The Audit Committee reviews and examines externally prepared assessments of the control environment in place at the Investment Manager and the Administrator. No significant failings or weaknesses were identified in these reports.

 

The Audit Committee has also reviewed the need for an internal audit function. The Audit Committee has decided that the systems and procedures employed by the Investment Manager and the Administrator, including their internal audit functions, provide sufficient assurance that a sound system of internal control, which safeguards the Company's assets, is maintained. An internal audit function specific to the Company is therefore considered unnecessary.

 

For any questions on the activities of the Audit Committee not addressed in the foregoing, a member of the Audit Committee remains available to attend each AGM to respond to such questions.

 

In finalising the Financial Statements for recommendation to the Board for approval, the Audit Committee has satisfied itself that the Financial Statements taken as a whole are fair, balanced and understandable, and provide the information necessary for shareholders to assess the Company's performance, business model and strategy.

 

Christopher Spencer

Chairman, Audit Committee

25 September2014

 

Independent Auditor's Report

To the Shareholders of Ruffer Investment Company Limited

 

We have audited the financial statements of Ruffer Investment Company Limited (the "Company") for the year ended 30 June 2014 - which comprise the Statement of Financial Position, the Statement of Comprehensive Income, the Statement of Changes in Equity, the Statement of Cash Flows, and the related notes. The financial reporting framework that has been applied in their preparation is applicable law and International Financial Reporting Standards.

 

This report is made solely to the Company's members as a body, in accordance with Section 262 of The Companies (Guernsey) Law, 2008. Our audit work has been undertaken so that we might state to the Company's members those matters we are required to state to them in an auditor's report and for no other purpose. To the fullest extent permitted by law, we do not accept or assume responsibility to anyone other than the Company and the Company's members as a body, for our audit work, for this report, or for the opinions we have formed.

 

Respective responsibilities of directors and auditor

As explained more fully in the Report of the Directors, the directors are responsible for the preparation of the financial statements and for being satisfied that they give a true and fair view.

 

Our responsibility is to audit and express an opinion on the financial statements in accordance with applicable law and International Standards on Auditing (United Kingdom and Ireland). These standards require us to comply with the Auditing Practices Board's Ethical Standards for Auditors.

 

Scope of the audit of the financial statements

An audit involves obtaining evidence about the amounts and disclosures in the financial statements sufficient to give reasonable assurance that the financial statements are free from material misstatement, whether caused by fraud or error. This includes an assessment of: whether the accounting policies are appropriate to the Company's circumstances and have been consistently applied and adequately disclosed; the reasonableness of significant accounting estimates made by the directors; and the overall presentation of the financial statements.

# PROVIDED RECORDS
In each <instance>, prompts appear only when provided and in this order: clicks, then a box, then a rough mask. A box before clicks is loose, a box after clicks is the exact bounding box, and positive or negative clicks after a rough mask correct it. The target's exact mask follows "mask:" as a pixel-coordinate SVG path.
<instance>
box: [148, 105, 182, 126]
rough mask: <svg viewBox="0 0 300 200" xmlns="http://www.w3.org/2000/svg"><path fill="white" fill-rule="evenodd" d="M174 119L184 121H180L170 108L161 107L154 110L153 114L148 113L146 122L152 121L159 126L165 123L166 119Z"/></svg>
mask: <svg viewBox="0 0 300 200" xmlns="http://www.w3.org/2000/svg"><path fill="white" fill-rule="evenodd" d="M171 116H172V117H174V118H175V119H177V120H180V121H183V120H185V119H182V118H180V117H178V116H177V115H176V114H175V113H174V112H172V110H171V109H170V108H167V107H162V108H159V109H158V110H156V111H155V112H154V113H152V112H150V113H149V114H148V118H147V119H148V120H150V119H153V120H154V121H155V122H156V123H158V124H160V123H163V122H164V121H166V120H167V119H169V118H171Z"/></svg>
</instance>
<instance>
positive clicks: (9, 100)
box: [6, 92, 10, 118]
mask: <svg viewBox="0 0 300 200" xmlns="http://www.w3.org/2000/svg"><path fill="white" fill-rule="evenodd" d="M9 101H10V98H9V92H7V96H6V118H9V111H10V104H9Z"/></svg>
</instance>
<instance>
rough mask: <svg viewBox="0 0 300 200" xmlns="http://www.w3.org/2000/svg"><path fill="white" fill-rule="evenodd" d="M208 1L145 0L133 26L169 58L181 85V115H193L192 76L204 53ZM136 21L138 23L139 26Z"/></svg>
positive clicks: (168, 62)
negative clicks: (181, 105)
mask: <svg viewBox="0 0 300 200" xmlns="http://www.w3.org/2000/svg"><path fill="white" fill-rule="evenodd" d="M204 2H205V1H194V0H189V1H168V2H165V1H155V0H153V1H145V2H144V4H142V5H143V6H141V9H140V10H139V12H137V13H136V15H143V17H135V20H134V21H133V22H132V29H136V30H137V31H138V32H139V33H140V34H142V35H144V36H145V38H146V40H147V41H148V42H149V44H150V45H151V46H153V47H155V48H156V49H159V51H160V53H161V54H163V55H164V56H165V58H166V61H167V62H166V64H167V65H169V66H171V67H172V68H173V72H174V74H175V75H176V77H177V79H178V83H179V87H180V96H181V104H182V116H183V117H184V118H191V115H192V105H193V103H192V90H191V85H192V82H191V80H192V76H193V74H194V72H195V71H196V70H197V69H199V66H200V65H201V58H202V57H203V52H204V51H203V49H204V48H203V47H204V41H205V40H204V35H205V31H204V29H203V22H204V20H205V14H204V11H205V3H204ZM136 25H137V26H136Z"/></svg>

# BRIEF
Reproduce the audit text word for word, starting with "As explained more" and going on through "and fair view.".

# THE COMPLETED TASK
As explained more fully in the Report of the Directors, the directors are responsible for the preparation of the financial statements and for being satisfied that they give a true and fair view.